▶ Data shown

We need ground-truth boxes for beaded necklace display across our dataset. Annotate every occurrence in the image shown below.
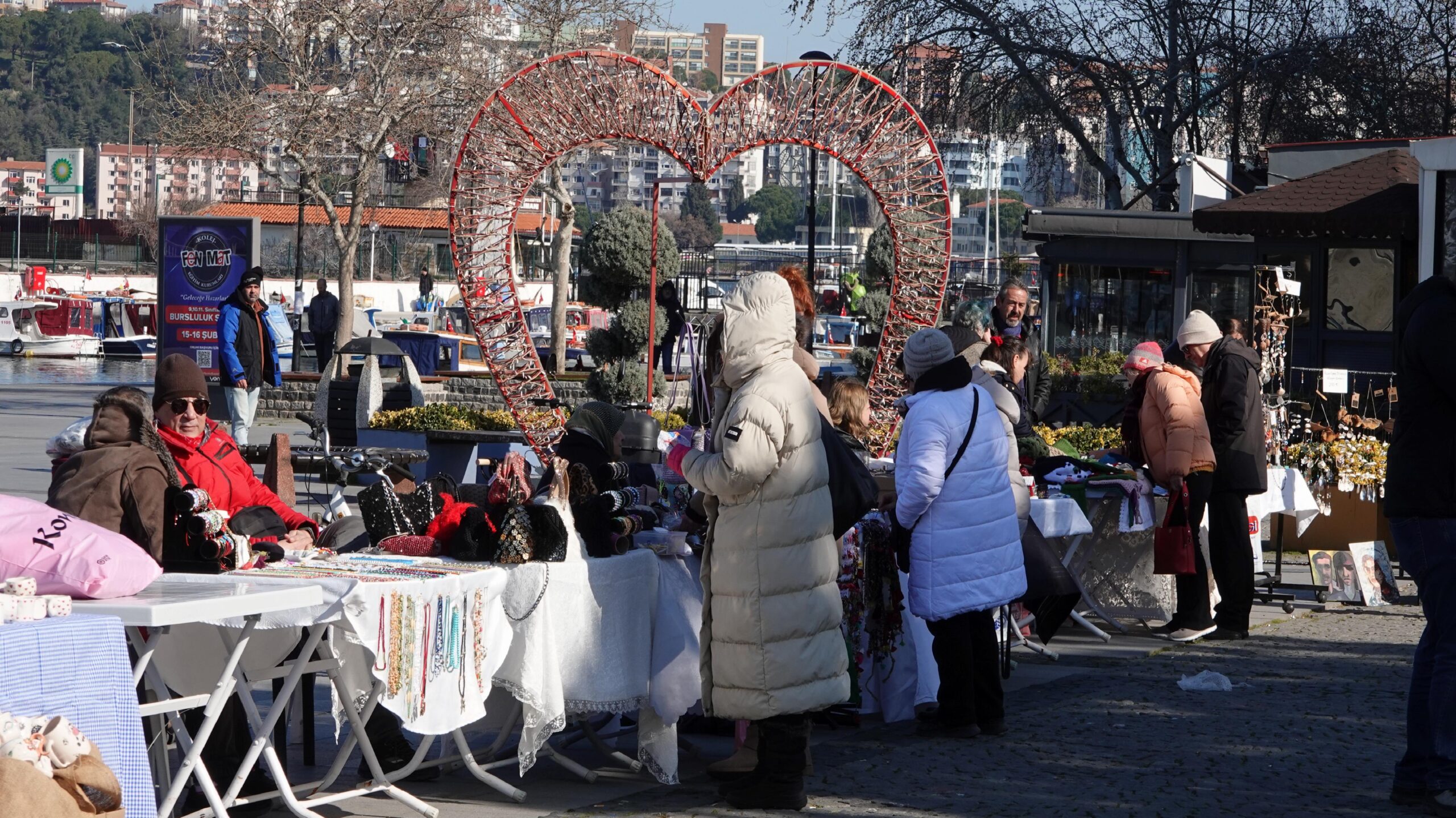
[395,595,416,700]
[409,597,431,719]
[380,592,405,696]
[429,594,447,680]
[471,588,485,690]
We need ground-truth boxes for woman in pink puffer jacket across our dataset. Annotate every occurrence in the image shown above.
[1123,342,1216,642]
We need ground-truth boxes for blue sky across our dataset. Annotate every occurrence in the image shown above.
[122,0,855,63]
[663,0,855,63]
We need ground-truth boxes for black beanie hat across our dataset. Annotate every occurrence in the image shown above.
[151,352,207,410]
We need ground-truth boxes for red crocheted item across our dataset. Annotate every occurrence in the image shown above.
[425,492,475,543]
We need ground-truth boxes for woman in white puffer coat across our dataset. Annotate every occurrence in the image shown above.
[667,272,849,809]
[895,329,1027,738]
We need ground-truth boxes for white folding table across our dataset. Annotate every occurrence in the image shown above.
[75,578,320,816]
[1017,496,1127,642]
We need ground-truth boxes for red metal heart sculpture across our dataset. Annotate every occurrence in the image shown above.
[450,51,951,451]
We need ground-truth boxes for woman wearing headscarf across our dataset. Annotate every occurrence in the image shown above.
[941,327,1031,518]
[1123,341,1216,642]
[540,400,657,558]
[941,301,991,367]
[779,265,829,418]
[667,272,849,809]
[45,386,182,562]
[895,329,1027,738]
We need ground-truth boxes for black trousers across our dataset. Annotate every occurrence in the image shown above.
[1209,492,1254,630]
[925,611,1006,725]
[1168,472,1217,630]
[313,330,333,372]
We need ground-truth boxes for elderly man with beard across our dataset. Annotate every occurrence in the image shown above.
[991,278,1051,422]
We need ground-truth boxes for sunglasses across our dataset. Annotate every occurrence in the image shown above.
[169,397,213,415]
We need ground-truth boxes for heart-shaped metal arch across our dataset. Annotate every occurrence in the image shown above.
[450,51,951,451]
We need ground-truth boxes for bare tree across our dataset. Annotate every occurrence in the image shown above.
[789,0,1345,210]
[163,0,504,345]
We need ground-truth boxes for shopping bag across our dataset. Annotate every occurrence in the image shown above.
[1153,486,1198,574]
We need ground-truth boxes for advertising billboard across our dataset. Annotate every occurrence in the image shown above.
[157,215,262,381]
[45,147,86,194]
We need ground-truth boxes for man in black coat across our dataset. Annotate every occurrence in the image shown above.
[1178,310,1268,639]
[309,278,339,372]
[1385,275,1456,815]
[991,278,1051,421]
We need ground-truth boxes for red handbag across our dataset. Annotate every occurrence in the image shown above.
[1153,485,1198,574]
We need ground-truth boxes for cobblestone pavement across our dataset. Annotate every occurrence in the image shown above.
[550,605,1424,818]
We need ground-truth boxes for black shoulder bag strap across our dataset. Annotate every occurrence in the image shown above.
[905,389,981,535]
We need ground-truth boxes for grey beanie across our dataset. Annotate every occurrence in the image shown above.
[904,327,955,380]
[577,400,627,441]
[1178,310,1223,343]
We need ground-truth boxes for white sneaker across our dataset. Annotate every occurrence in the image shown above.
[1168,624,1217,642]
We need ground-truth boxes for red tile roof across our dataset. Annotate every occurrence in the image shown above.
[1193,148,1421,239]
[202,202,581,234]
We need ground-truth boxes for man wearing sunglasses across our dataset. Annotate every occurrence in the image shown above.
[217,267,283,442]
[151,354,319,549]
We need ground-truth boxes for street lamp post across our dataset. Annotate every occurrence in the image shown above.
[369,221,379,281]
[647,176,693,409]
[799,51,834,282]
[293,171,307,367]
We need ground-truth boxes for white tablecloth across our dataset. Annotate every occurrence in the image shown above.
[156,564,514,735]
[495,550,702,783]
[1249,466,1319,574]
[1031,496,1092,537]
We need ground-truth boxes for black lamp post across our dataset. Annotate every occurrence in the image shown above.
[799,51,834,284]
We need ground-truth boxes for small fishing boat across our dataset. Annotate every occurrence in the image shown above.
[0,295,86,358]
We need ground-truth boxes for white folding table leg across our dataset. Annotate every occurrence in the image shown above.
[577,717,642,773]
[1002,605,1061,661]
[450,729,526,803]
[1061,534,1127,642]
[218,624,326,803]
[212,624,440,818]
[134,616,258,818]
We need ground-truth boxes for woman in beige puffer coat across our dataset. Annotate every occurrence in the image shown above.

▶ Task details
Could you copy all of the data above word for word, but without the picture?

▶ Final result
We need ground-truth boxes for beaded necklace display across our dataset. Annotate every occurrence in the image shown below.
[395,595,416,700]
[409,597,431,719]
[380,592,405,696]
[429,594,447,680]
[471,588,485,690]
We need ground-truth boxes for woman in pink puffer jacket across our dataset. Annotate every occurrence in the image shown above.
[1123,342,1216,642]
We need ground-truth boxes for blue sky across our dataset. Annotate every occurrence in the image shown above.
[122,0,855,63]
[663,0,855,63]
We need ground-truth boxes for black beanie hat across our dataset. Annotate every occurrence in the image shown above.
[151,352,207,410]
We need ground-truth boxes for red crocheted item across our dataset. Annotate every occurrence in the image shown above.
[425,492,475,543]
We need ground-truth boxes for woman in white puffer coat across our dataset. Annotate every occurrence in the image shown above.
[667,272,849,809]
[895,329,1027,738]
We need ground-truth boxes for white folding table across our dataset. Annotate every occurrence in the image shown above.
[75,578,320,816]
[1017,496,1127,642]
We need ground-truth boxes for red metal heart sculpture across our dataset. Annotate every occurrence in the image shown above.
[450,51,951,451]
We need ground-truth boxes for woman wearing headscarf across our dataset. Annotate every occurrence in the image shown above.
[941,327,1031,518]
[1123,341,1216,642]
[540,400,657,558]
[941,301,991,367]
[779,265,829,418]
[667,272,849,809]
[45,386,182,562]
[895,329,1027,738]
We need ground-truth boxes for black trousers across our dataset. Annotate every occurrence in the image shown above.
[1209,492,1254,630]
[925,611,1006,725]
[1168,472,1217,630]
[313,330,333,372]
We need ground-truth boxes for elderly man with beard across our dataset. Annotate every occurrence in the image shown above.
[991,278,1051,422]
We need ground-truth boxes for sunglasses across our dataset. Annotate every occurrence in the image shown above.
[169,397,213,415]
We need ground-truth boxes for heart-shaped metal arch across our dataset. Annotate every occurrence in the image shown above.
[450,51,951,451]
We need ground-truth boxes for bare tree across our dataset. Annotate every occurrence in the image shown above.
[789,0,1345,210]
[163,0,504,345]
We need ground-truth boxes for shopping bag across our dataset. Annotate every occurrence in the image shown above.
[1153,486,1198,574]
We need ground-truth boxes for advertising billboard across our dataset. Annotate every occurrence in the image shown above.
[157,215,262,381]
[45,147,86,194]
We need ground-truth boxes for man in black coat across our dataset. Annotate every occurrence in the image shown above.
[1178,310,1268,639]
[309,278,339,372]
[1385,275,1456,815]
[991,278,1051,421]
We need ground-truth boxes for red handbag across our dataset. Annotate every occurrence in the image shown above.
[1153,485,1198,574]
We need ground-truth boxes for cobblestone pavement across our dataset. Annotate every occurrence in the image shown above.
[550,605,1424,818]
We need ground-truth boxes for black shoulder bag strap across our dataset. Annotate every occurrence in the image shown above.
[905,389,981,535]
We need ground-truth boxes for grey beanie across our dataset. Annotate every occurrence in the image shown above.
[904,327,955,380]
[577,400,627,441]
[1178,310,1223,343]
We need ground-truth boxes for white sneaker across our dataset. Annotate every occurrence in the image shown above.
[1168,624,1217,642]
We need ground-truth boxes for red tile roof across our dataset. Annotate every occurrence in the image shown above.
[1193,148,1421,239]
[202,202,581,234]
We need ground-truth boxes for man wearing sunglasses across our dataset. Annotate every occurrence in the image shown above.
[217,267,283,442]
[151,354,319,549]
We need ground-truth boxes for street lamp post across our dataset. Annotate every occurrence in the image shown above.
[369,221,379,281]
[647,176,693,409]
[799,51,834,282]
[293,171,307,367]
We need ground-truth boxes for white tablecloth across our dataset. Annotate every occurrence in the image shown above.
[156,564,514,735]
[495,550,702,783]
[1249,466,1319,574]
[1031,496,1092,537]
We need ground-truth boxes for black lamp post across our dataset. Annotate every occurrence in the image shown above.
[799,51,834,284]
We need ground-truth boxes for small fishing boat across our dataset. Annotate every occurrence in the image shown above.
[0,295,86,358]
We need ground-truth boxes for white folding table leg across our dataset. Annotate every occurrence in the image shown above.
[577,717,642,773]
[1002,605,1061,661]
[450,729,526,803]
[1061,534,1127,642]
[218,624,326,803]
[212,624,440,818]
[134,616,258,818]
We need ground-truth boxes for woman in beige puffer coat across our dataset. Annotate every occurrence in the image shown above.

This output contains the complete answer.